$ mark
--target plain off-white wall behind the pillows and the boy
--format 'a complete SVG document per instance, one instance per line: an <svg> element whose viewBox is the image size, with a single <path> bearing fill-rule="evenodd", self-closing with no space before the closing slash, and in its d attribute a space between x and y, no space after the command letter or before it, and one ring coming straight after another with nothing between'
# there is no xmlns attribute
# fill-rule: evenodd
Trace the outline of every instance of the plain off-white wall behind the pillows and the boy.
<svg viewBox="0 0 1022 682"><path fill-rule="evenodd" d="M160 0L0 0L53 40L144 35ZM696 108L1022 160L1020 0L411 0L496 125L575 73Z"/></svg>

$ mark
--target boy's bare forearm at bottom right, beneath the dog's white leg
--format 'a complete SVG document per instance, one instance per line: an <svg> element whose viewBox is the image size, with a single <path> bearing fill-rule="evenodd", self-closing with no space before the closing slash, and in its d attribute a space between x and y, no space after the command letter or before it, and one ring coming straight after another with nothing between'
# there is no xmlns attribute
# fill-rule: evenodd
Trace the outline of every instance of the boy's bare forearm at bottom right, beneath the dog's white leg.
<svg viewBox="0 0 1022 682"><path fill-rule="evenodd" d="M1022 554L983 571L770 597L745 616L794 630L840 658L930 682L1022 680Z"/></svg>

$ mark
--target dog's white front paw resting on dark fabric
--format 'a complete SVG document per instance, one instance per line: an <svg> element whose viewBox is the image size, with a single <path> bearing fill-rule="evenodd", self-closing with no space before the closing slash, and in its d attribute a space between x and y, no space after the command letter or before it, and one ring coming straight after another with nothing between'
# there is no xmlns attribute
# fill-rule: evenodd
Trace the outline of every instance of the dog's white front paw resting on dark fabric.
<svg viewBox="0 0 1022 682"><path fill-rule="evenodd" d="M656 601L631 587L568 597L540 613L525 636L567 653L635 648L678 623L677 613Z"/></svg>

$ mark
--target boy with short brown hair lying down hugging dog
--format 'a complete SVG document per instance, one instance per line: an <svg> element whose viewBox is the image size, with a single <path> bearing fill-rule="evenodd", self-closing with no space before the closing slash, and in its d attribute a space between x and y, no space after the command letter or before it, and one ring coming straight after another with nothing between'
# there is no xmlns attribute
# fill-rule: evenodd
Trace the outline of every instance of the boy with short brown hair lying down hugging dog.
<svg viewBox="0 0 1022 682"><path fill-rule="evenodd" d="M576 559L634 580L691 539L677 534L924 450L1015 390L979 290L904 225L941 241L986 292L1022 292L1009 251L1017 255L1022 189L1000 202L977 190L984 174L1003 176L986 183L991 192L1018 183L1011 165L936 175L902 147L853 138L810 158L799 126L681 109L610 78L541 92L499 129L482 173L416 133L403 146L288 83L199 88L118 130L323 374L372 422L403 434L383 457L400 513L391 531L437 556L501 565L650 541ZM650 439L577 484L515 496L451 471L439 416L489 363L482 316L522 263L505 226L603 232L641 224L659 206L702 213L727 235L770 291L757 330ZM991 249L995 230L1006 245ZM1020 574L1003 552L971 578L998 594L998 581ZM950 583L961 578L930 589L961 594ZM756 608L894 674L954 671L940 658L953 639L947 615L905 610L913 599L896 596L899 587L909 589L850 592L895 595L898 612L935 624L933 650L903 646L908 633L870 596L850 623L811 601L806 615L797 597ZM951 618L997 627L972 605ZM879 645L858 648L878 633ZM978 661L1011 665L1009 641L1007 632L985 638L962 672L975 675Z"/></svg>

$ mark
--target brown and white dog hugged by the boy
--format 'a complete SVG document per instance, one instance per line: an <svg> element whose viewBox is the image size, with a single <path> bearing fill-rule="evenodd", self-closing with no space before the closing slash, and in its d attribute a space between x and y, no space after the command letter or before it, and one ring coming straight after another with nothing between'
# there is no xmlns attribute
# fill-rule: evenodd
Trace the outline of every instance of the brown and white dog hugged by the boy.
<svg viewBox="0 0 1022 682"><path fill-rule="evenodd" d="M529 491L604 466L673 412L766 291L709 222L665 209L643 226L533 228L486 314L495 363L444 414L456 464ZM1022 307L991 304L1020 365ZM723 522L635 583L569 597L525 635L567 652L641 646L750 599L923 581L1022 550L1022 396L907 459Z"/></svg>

— What you will do —
Return all of the data above, keeping every line exactly as it appears.

— Response area —
$ mark
--target plain off-white wall behind the pillows and the boy
--format 'a complete SVG document per instance, one instance per line: an <svg> element whose viewBox is the image size, with a single <path> bearing fill-rule="evenodd", self-closing with no space before the closing slash, and in its d attribute a space between x and y, no space after the command letter or before it, and one ring coming straight after another with nothing between'
# there is no xmlns attribute
# fill-rule: evenodd
Trace the outline of every instance of the plain off-white wall behind the pillows and the boy.
<svg viewBox="0 0 1022 682"><path fill-rule="evenodd" d="M160 0L0 0L53 40L144 35ZM696 108L1022 160L1020 0L411 0L496 125L575 73Z"/></svg>

$ mark
--target boy's bare forearm at bottom right, beneath the dog's white leg
--format 'a complete SVG document per instance, one instance per line: an <svg> element whose viewBox is the image size, with a single <path> bearing fill-rule="evenodd", self-closing with no space before the closing slash, and in its d attribute a space between x and y, no space after the command letter or before it, and one ring coming straight after another with nothing between'
# there is no xmlns attribute
# fill-rule: evenodd
Trace the outline of every instance of the boy's bare forearm at bottom right, beneath the dog's white leg.
<svg viewBox="0 0 1022 682"><path fill-rule="evenodd" d="M1022 554L983 571L770 597L745 616L794 630L840 658L930 682L1022 680Z"/></svg>

$ mark
--target dog's white front paw resting on dark fabric
--format 'a complete SVG document per instance, one instance per line: an <svg> element whose viewBox is the image size, with a single <path> bearing fill-rule="evenodd", self-closing with no space before the closing slash, and in its d attribute a space between x and y, no space after the command letter or before it, and one ring coming straight after another with nothing between'
# there is no xmlns attribute
# fill-rule: evenodd
Trace the outline of every instance of the dog's white front paw resting on dark fabric.
<svg viewBox="0 0 1022 682"><path fill-rule="evenodd" d="M656 601L631 587L568 597L540 613L525 636L567 653L635 648L678 623L677 613Z"/></svg>

$ mark
--target boy with short brown hair lying down hugging dog
--format 'a complete SVG document per instance, one instance per line: an <svg> element whose viewBox is the image size, with a single <path> bearing fill-rule="evenodd", self-closing with no space before the closing slash, and in its d attribute a space between x and y, no space after the command letter or before it, and one ring coming straight after another with nothing between'
# there is no xmlns attribute
# fill-rule: evenodd
Trace the outline of every instance of the boy with short brown hair lying down hugging dog.
<svg viewBox="0 0 1022 682"><path fill-rule="evenodd" d="M576 559L634 580L691 539L677 534L924 450L1015 390L979 290L904 225L941 241L986 292L1022 292L1009 251L1017 255L1022 189L1000 202L977 190L984 174L1003 176L986 183L991 192L1018 183L1011 165L936 175L902 147L853 138L810 158L799 126L681 109L610 78L541 92L499 129L482 173L416 133L403 146L288 83L199 88L118 130L323 374L372 422L403 434L383 457L400 513L391 531L437 556L501 565L650 541ZM650 439L577 484L515 496L451 471L439 416L489 363L482 316L522 263L505 226L603 232L641 224L659 206L702 213L727 235L770 291L757 330ZM991 249L995 230L1006 245ZM1020 574L1003 552L971 578L998 594L998 581ZM950 583L961 578L930 589L961 594ZM756 608L894 674L954 671L940 658L953 639L947 615L905 610L913 599L896 596L899 587L909 589L850 592L895 595L898 612L935 624L933 650L903 646L908 633L870 596L850 623L811 601L806 615L797 597ZM951 618L997 627L972 605ZM879 645L858 648L878 633ZM978 661L1011 665L1009 641L1007 632L985 638L962 672L975 675Z"/></svg>

$ mark
--target brown and white dog hugged by the boy
--format 'a complete SVG document per instance, one instance per line: an <svg> element whose viewBox is the image size, with a single <path> bearing fill-rule="evenodd", self-closing with no space before the closing slash, and in its d attribute a space between x and y, no space after the command letter or before it, and one ring coming straight after another with nothing between'
# there is no xmlns attribute
# fill-rule: evenodd
Trace the outline of every instance of the brown and white dog hugged by the boy.
<svg viewBox="0 0 1022 682"><path fill-rule="evenodd" d="M529 491L604 466L673 412L766 291L709 222L665 209L643 226L533 228L486 314L495 363L444 414L456 464ZM1022 307L991 304L1020 365ZM723 522L635 583L569 597L525 635L567 652L641 646L750 599L923 581L1022 550L1022 396L907 459Z"/></svg>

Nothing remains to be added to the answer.